#### Исходный текст:
↓

Кто мыслит абстрактно: Гегель о том, как судить людей
Абстрактное мышление считается признаком высокоразвитого интеллекта. Это заблуждение стало темой размышлений немецкого философа Георга Гегеля, который считал, что такое мышление…
Абстрактное мышление считается признаком высокоразвитого интеллекта. Это заблуждение стало темой размышлений немецкого философа Георга Гегеля, который считал, что такое мышление может выражать и ум, и глупость. Почему не стоит судить о предмете, не утруждая себя его изучением, и что такое мнимая образованность — в эссе Гегеля «Кто мыслит абстрактно?» в переводе и с комментариями советского философа Эвальда Ильенкова.
Мыслить? Абстрактно? Sauve qui peut! — «Спасайся, кто может!» — наверняка завопит тут какой-нибудь наемный осведомитель, предостерегая публику от чтения статьи, в которой речь пойдет про «метафизику». Ведь «метафизика» — как и «абстрактное» (да, пожалуй, как и «мышление») — слово, которое в каждом вызывает более или менее сильное желание удрать подальше, как от чумы.

↑

#### Задание A:
Посчитайте, сколько строк в списке ниже содержат слово «shell», с учетом регистра. В ответе напишите только число.

#### Список строк:
↓

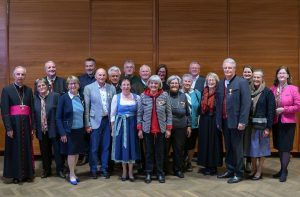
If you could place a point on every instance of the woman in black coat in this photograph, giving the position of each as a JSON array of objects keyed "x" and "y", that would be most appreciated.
[{"x": 45, "y": 103}]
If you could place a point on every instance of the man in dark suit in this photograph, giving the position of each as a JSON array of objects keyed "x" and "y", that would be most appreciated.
[
  {"x": 85, "y": 79},
  {"x": 56, "y": 84},
  {"x": 233, "y": 100},
  {"x": 141, "y": 84},
  {"x": 129, "y": 68},
  {"x": 198, "y": 81},
  {"x": 98, "y": 97}
]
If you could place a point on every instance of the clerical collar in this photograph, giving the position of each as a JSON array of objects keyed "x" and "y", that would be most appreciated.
[
  {"x": 72, "y": 95},
  {"x": 51, "y": 79},
  {"x": 18, "y": 86}
]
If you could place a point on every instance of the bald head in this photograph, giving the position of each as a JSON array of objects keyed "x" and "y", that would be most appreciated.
[{"x": 101, "y": 76}]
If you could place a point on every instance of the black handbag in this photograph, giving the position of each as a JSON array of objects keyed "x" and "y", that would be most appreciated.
[{"x": 259, "y": 123}]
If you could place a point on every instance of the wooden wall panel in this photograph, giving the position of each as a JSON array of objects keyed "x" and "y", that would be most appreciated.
[
  {"x": 265, "y": 34},
  {"x": 122, "y": 30},
  {"x": 3, "y": 58},
  {"x": 192, "y": 30},
  {"x": 48, "y": 30}
]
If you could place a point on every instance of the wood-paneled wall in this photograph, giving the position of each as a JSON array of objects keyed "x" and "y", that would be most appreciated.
[{"x": 262, "y": 33}]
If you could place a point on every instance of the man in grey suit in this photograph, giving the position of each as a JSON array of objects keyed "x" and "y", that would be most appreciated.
[
  {"x": 97, "y": 97},
  {"x": 198, "y": 81},
  {"x": 233, "y": 100},
  {"x": 56, "y": 84}
]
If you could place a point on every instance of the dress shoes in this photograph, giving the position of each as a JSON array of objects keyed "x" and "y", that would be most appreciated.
[
  {"x": 61, "y": 174},
  {"x": 189, "y": 167},
  {"x": 255, "y": 178},
  {"x": 235, "y": 179},
  {"x": 105, "y": 174},
  {"x": 161, "y": 178},
  {"x": 122, "y": 178},
  {"x": 84, "y": 161},
  {"x": 226, "y": 174},
  {"x": 16, "y": 181},
  {"x": 148, "y": 178},
  {"x": 94, "y": 175},
  {"x": 131, "y": 179},
  {"x": 277, "y": 175},
  {"x": 73, "y": 182},
  {"x": 179, "y": 174},
  {"x": 45, "y": 174},
  {"x": 283, "y": 177}
]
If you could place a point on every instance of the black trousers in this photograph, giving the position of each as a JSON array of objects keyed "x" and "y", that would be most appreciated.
[
  {"x": 178, "y": 139},
  {"x": 46, "y": 145},
  {"x": 234, "y": 144},
  {"x": 155, "y": 152}
]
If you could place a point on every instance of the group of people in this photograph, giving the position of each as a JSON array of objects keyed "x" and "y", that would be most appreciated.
[{"x": 135, "y": 120}]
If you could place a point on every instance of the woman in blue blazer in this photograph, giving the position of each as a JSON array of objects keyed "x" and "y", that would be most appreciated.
[{"x": 70, "y": 124}]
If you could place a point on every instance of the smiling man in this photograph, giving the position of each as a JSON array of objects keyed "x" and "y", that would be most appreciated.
[
  {"x": 98, "y": 97},
  {"x": 233, "y": 102},
  {"x": 17, "y": 116},
  {"x": 56, "y": 84}
]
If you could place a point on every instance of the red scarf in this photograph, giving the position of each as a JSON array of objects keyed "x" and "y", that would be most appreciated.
[
  {"x": 155, "y": 125},
  {"x": 208, "y": 101}
]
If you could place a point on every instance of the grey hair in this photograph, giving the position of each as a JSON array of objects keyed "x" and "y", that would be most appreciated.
[
  {"x": 155, "y": 78},
  {"x": 50, "y": 61},
  {"x": 195, "y": 62},
  {"x": 72, "y": 78},
  {"x": 129, "y": 62},
  {"x": 189, "y": 76},
  {"x": 259, "y": 71},
  {"x": 230, "y": 61},
  {"x": 145, "y": 66},
  {"x": 171, "y": 78},
  {"x": 113, "y": 69},
  {"x": 17, "y": 67},
  {"x": 211, "y": 74}
]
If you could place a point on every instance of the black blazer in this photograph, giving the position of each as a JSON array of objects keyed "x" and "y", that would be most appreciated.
[
  {"x": 238, "y": 102},
  {"x": 265, "y": 107},
  {"x": 199, "y": 85},
  {"x": 60, "y": 85},
  {"x": 51, "y": 104},
  {"x": 64, "y": 114}
]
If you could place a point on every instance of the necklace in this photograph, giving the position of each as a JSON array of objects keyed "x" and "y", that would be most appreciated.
[{"x": 20, "y": 97}]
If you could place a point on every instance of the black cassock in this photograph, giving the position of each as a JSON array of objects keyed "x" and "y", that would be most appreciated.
[{"x": 18, "y": 156}]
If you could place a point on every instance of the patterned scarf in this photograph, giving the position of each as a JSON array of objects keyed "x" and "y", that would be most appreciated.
[
  {"x": 208, "y": 101},
  {"x": 44, "y": 123},
  {"x": 255, "y": 94}
]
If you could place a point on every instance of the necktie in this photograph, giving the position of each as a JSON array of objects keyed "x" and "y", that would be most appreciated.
[
  {"x": 52, "y": 84},
  {"x": 43, "y": 115}
]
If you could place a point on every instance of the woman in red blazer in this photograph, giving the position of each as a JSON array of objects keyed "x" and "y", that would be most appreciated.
[{"x": 287, "y": 104}]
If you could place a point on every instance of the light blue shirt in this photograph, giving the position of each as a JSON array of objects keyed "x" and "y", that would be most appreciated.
[{"x": 77, "y": 111}]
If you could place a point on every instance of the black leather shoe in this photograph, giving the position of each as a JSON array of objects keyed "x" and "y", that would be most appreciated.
[
  {"x": 179, "y": 174},
  {"x": 123, "y": 178},
  {"x": 148, "y": 178},
  {"x": 283, "y": 177},
  {"x": 131, "y": 179},
  {"x": 277, "y": 175},
  {"x": 226, "y": 174},
  {"x": 16, "y": 181},
  {"x": 255, "y": 178},
  {"x": 105, "y": 174},
  {"x": 94, "y": 175},
  {"x": 61, "y": 174},
  {"x": 45, "y": 174},
  {"x": 235, "y": 179},
  {"x": 161, "y": 178},
  {"x": 84, "y": 161}
]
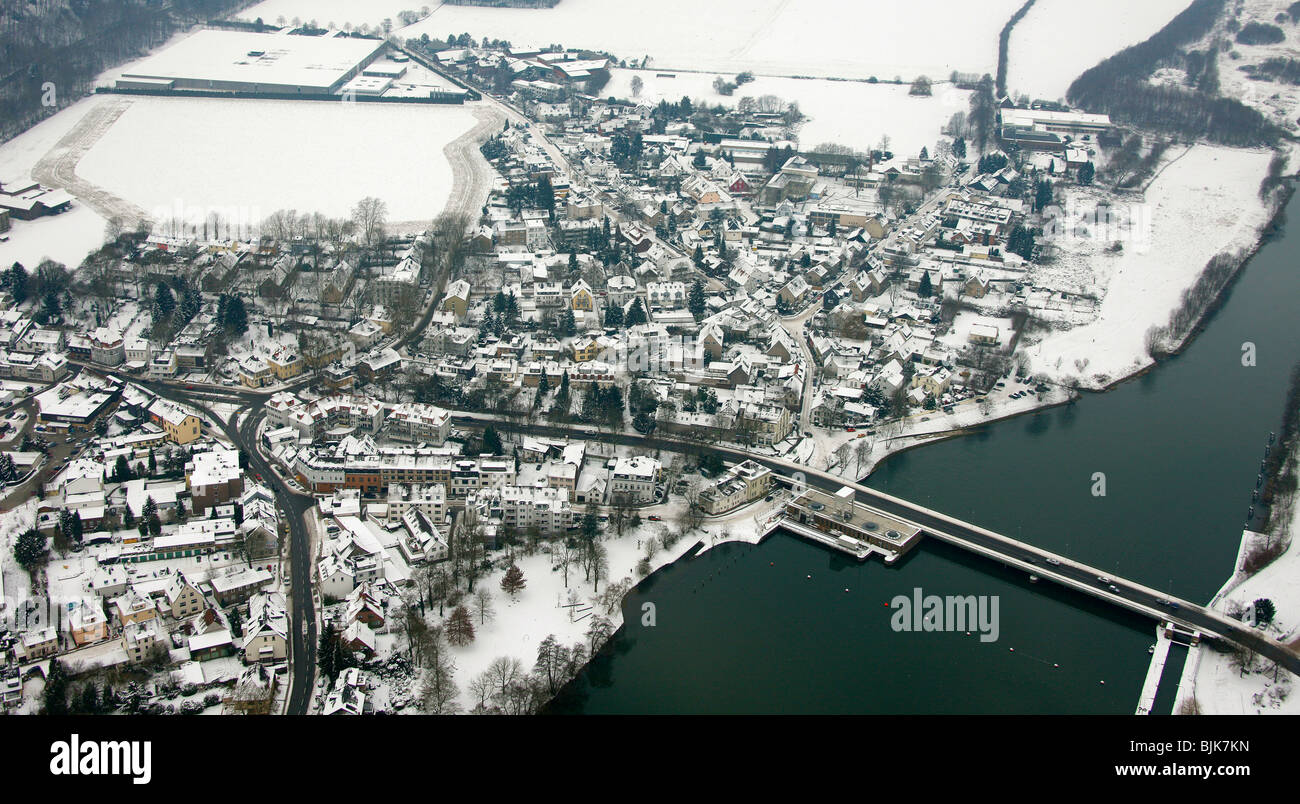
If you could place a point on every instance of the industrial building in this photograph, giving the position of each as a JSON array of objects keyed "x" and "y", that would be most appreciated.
[{"x": 238, "y": 61}]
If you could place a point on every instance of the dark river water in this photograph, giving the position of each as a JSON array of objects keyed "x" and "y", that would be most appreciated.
[{"x": 742, "y": 629}]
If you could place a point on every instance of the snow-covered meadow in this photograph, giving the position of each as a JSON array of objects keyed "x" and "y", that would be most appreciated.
[
  {"x": 1204, "y": 202},
  {"x": 333, "y": 13},
  {"x": 1057, "y": 39},
  {"x": 883, "y": 38},
  {"x": 66, "y": 237},
  {"x": 853, "y": 113},
  {"x": 245, "y": 159}
]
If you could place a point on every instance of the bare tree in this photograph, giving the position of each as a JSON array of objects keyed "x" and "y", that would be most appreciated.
[
  {"x": 369, "y": 216},
  {"x": 503, "y": 671},
  {"x": 481, "y": 604}
]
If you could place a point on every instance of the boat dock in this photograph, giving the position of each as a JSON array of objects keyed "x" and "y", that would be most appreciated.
[{"x": 1147, "y": 700}]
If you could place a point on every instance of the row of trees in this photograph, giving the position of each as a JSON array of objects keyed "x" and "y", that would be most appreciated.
[{"x": 1119, "y": 87}]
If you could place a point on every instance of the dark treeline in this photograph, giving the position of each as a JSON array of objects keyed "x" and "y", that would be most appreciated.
[
  {"x": 1118, "y": 87},
  {"x": 1279, "y": 68},
  {"x": 63, "y": 44},
  {"x": 1004, "y": 42}
]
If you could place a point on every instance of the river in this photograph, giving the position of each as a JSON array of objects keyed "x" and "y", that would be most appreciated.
[{"x": 742, "y": 629}]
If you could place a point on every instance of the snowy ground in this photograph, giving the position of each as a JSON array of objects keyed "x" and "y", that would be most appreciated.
[
  {"x": 14, "y": 583},
  {"x": 1279, "y": 102},
  {"x": 922, "y": 427},
  {"x": 854, "y": 113},
  {"x": 824, "y": 38},
  {"x": 68, "y": 237},
  {"x": 332, "y": 13},
  {"x": 1210, "y": 677},
  {"x": 173, "y": 158},
  {"x": 1058, "y": 39},
  {"x": 1217, "y": 189},
  {"x": 519, "y": 626}
]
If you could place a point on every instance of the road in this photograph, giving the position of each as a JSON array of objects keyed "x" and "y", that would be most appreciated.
[
  {"x": 1010, "y": 552},
  {"x": 294, "y": 506},
  {"x": 794, "y": 325}
]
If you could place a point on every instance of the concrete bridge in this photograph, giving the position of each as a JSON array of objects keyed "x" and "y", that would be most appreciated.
[{"x": 1014, "y": 553}]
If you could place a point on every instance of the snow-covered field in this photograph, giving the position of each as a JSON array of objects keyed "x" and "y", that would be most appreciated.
[
  {"x": 65, "y": 238},
  {"x": 333, "y": 13},
  {"x": 519, "y": 626},
  {"x": 1210, "y": 677},
  {"x": 68, "y": 237},
  {"x": 1057, "y": 39},
  {"x": 245, "y": 159},
  {"x": 1213, "y": 189},
  {"x": 883, "y": 38},
  {"x": 854, "y": 113}
]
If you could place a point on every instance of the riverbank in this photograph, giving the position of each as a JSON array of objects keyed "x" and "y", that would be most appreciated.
[
  {"x": 1203, "y": 204},
  {"x": 566, "y": 604}
]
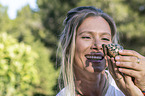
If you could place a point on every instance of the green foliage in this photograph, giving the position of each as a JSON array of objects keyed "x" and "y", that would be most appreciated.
[
  {"x": 17, "y": 67},
  {"x": 41, "y": 30},
  {"x": 47, "y": 73}
]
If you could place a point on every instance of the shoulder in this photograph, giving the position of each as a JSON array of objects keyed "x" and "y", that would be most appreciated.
[
  {"x": 61, "y": 93},
  {"x": 113, "y": 90}
]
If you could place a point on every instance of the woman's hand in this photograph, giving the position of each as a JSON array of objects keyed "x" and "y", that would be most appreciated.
[
  {"x": 122, "y": 75},
  {"x": 132, "y": 64}
]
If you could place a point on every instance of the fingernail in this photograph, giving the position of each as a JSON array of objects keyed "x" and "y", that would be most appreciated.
[
  {"x": 120, "y": 69},
  {"x": 116, "y": 57},
  {"x": 120, "y": 51},
  {"x": 117, "y": 63}
]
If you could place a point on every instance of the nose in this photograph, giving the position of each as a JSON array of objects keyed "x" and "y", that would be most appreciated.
[{"x": 97, "y": 45}]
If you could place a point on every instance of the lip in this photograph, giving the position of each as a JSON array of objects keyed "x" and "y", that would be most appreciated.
[{"x": 95, "y": 57}]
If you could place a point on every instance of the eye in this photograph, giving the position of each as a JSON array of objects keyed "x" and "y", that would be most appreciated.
[
  {"x": 106, "y": 39},
  {"x": 86, "y": 37}
]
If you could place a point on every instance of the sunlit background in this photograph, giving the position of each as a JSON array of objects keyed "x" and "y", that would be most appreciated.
[{"x": 29, "y": 33}]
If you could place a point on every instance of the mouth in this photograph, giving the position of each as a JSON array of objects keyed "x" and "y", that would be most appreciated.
[{"x": 95, "y": 56}]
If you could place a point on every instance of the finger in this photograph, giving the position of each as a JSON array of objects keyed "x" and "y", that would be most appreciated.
[
  {"x": 130, "y": 87},
  {"x": 130, "y": 53},
  {"x": 131, "y": 65},
  {"x": 130, "y": 72},
  {"x": 126, "y": 58},
  {"x": 111, "y": 67}
]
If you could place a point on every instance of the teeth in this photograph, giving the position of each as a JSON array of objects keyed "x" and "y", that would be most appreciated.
[{"x": 94, "y": 57}]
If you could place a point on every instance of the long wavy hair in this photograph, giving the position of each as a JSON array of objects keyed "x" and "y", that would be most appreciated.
[{"x": 73, "y": 20}]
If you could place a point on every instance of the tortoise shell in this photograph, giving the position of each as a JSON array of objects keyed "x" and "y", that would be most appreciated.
[{"x": 112, "y": 49}]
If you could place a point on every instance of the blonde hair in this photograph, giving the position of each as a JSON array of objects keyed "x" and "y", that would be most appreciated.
[{"x": 67, "y": 42}]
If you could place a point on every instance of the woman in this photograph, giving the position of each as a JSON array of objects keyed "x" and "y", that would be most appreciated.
[{"x": 84, "y": 62}]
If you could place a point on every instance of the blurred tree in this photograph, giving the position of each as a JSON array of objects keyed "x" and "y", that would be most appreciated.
[{"x": 18, "y": 73}]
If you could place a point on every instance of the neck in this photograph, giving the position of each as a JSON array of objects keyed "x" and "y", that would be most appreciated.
[{"x": 90, "y": 84}]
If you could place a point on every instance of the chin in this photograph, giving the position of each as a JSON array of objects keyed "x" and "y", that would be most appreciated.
[{"x": 95, "y": 70}]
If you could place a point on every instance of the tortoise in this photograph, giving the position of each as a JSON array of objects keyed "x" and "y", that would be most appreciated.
[{"x": 112, "y": 49}]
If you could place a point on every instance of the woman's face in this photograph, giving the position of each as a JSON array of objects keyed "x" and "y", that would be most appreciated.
[{"x": 91, "y": 34}]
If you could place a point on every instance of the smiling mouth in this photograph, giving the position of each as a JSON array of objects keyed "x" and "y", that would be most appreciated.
[{"x": 95, "y": 56}]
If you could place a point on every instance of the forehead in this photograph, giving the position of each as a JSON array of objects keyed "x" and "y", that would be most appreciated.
[{"x": 94, "y": 24}]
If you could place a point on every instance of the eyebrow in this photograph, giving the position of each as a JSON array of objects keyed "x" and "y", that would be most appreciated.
[{"x": 90, "y": 32}]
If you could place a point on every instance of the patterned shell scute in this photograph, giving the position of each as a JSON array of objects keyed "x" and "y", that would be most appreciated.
[{"x": 113, "y": 49}]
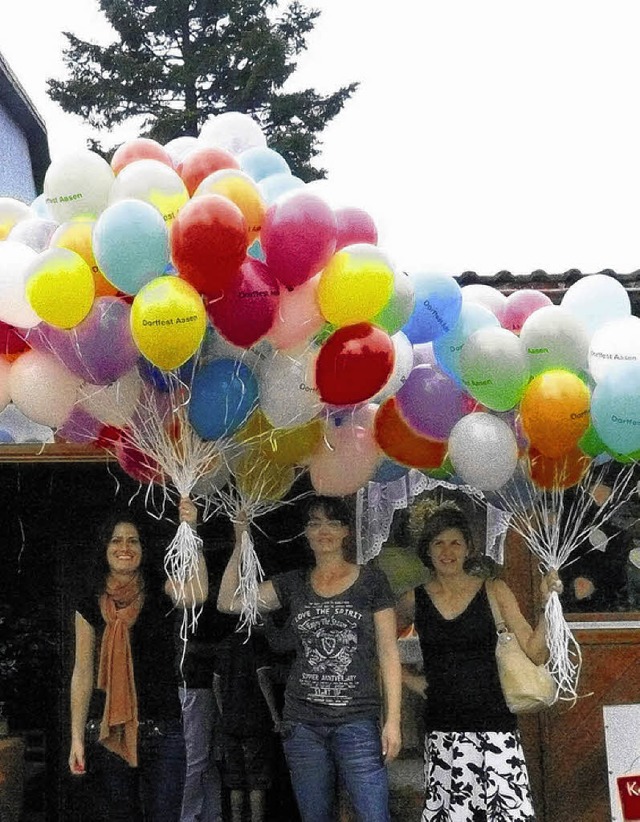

↑

#### Задание B:
Чей перевод эссе «Кто мыслит абстрактно?» упоминается в тексте о Гегеле?

#### Решение задания A:
2

#### Решение задания B:
Советского философа Эвальда Ильенкова.